(Excerpted passage):
The U.S. Food and Drug Administration awarded a contract to a Harvard University lab for simulated organ devices to test radiation disease countermeasures. The $5.6 million award will fund the work of Harvard’s Wyss Institute for Biologically Inspired Engineering from FDA’s research and development program on regulatory science and medical countermeasures initiative.
Wyss Institute researchers, supported by the Vascular Biology Program at Boston Children’s Hospital, will develop devices about the size of flash memory sticks that simulate human physiological responses to acute radiation syndrome, a serious disease where all or most of the human body is exposed to a high dose of radiation. Symptoms include loss of appetite, fatigue, fever, nausea, vomiting, diarrhea, and possibly seizures and coma, as well as skin damage.
Organs-on-chips — microfluidic devices lined with human cells — offer an alternative to animal tests, which may not accurately reflect human physiology, as well as raising ethical issues. Under the contract, Wyss Institute is expected to develop models of radiation damage in organs-on-chips representing the lung, gut, and bone marrow, with the models then put to use testing proposed treatments as countermeasures to radiation exposure during in an emergency or even from an overdose of cancer radiation therapy.

(Stored data):
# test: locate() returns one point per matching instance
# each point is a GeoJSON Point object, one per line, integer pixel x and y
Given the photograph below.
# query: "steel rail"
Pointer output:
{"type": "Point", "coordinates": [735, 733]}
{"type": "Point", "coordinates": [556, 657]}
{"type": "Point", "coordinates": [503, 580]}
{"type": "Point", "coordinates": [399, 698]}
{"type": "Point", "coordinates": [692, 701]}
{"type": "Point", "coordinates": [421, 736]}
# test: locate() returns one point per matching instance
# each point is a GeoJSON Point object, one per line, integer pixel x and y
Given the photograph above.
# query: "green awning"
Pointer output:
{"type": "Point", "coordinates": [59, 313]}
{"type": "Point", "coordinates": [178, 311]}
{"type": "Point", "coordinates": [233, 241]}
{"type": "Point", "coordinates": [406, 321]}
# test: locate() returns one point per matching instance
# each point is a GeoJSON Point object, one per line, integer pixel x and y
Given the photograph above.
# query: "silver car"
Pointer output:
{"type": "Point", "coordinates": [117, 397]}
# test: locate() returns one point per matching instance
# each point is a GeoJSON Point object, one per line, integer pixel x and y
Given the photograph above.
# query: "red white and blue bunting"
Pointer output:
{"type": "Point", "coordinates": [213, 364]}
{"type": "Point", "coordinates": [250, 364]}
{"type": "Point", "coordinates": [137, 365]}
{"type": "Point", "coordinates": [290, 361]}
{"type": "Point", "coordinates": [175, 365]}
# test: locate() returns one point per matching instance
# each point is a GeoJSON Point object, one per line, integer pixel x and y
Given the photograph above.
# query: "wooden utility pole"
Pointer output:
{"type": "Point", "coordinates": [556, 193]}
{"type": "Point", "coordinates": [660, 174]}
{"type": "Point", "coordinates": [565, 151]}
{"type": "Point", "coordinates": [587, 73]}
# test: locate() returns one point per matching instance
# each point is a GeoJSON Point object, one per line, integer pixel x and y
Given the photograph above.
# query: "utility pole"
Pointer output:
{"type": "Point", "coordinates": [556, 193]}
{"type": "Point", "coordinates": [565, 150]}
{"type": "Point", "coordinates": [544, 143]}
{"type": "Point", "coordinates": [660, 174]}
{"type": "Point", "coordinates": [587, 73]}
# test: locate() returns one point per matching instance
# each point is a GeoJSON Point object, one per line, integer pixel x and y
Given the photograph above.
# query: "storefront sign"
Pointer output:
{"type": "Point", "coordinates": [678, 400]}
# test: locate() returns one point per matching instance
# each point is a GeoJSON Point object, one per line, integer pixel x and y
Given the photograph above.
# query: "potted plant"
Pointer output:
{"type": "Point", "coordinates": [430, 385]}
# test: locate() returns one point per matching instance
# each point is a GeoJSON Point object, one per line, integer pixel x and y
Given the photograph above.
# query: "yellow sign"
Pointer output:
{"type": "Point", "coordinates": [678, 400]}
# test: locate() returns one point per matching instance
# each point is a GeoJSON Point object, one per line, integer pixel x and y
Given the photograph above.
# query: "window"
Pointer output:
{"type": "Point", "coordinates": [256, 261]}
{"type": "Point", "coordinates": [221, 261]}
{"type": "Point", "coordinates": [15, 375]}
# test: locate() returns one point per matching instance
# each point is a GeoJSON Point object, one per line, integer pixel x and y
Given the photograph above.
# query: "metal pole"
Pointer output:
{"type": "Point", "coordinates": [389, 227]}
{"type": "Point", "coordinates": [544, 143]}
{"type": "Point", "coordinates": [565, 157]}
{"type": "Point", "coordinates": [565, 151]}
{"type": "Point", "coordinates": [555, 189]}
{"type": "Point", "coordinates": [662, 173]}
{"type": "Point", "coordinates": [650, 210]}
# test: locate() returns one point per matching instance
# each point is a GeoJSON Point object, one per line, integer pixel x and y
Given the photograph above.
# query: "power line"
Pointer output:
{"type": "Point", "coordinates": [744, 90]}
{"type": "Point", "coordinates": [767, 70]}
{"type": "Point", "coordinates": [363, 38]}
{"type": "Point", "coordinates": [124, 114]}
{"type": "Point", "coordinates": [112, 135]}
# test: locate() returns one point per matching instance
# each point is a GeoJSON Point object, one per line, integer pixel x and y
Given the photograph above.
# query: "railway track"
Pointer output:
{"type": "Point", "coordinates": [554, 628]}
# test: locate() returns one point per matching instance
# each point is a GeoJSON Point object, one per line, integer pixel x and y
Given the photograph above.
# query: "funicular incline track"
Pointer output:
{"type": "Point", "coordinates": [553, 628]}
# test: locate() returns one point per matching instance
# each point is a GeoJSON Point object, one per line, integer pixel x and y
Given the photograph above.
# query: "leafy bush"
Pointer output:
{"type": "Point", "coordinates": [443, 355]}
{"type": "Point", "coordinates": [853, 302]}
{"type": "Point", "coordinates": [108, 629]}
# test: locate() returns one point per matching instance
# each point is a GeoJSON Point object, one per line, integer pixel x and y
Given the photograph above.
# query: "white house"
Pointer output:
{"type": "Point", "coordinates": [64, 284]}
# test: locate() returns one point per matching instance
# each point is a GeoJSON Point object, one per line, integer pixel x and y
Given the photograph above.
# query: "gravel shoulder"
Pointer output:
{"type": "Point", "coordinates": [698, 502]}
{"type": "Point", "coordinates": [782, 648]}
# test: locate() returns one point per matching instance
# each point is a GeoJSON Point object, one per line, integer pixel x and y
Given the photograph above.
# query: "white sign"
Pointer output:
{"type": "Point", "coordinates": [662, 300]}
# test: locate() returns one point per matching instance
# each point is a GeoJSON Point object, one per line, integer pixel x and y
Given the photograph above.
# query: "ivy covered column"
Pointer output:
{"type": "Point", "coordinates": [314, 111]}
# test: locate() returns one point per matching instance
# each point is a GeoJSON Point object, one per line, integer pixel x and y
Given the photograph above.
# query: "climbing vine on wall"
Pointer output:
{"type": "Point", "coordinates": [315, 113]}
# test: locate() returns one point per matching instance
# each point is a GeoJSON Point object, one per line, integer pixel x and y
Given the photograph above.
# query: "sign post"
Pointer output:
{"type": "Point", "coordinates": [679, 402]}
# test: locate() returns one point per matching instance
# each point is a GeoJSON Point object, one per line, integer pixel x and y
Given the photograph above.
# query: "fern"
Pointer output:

(Work order 1):
Answer these about the FDA contract article:
(a) What is the dollar amount of the award?
(b) Which program supports the Wyss Institute researchers?
(c) Which organs will the radiation damage models represent?
(Work order 2): Quote the FDA contract article, beginning at the words "Wyss Institute researchers, supported" and stopping after "as skin damage.".
The entries can be set aside; none of this work depends on them.

(Answer area 1):
(a) $5.6 million
(b) The Vascular Biology Program at Boston Children's Hospital
(c) The lung, gut, and bone marrow

(Answer area 2):
Wyss Institute researchers, supported by the Vascular Biology Program at Boston Children’s Hospital, will develop devices about the size of flash memory sticks that simulate human physiological responses to acute radiation syndrome, a serious disease where all or most of the human body is exposed to a high dose of radiation. Symptoms include loss of appetite, fatigue, fever, nausea, vomiting, diarrhea, and possibly seizures and coma, as well as skin damage.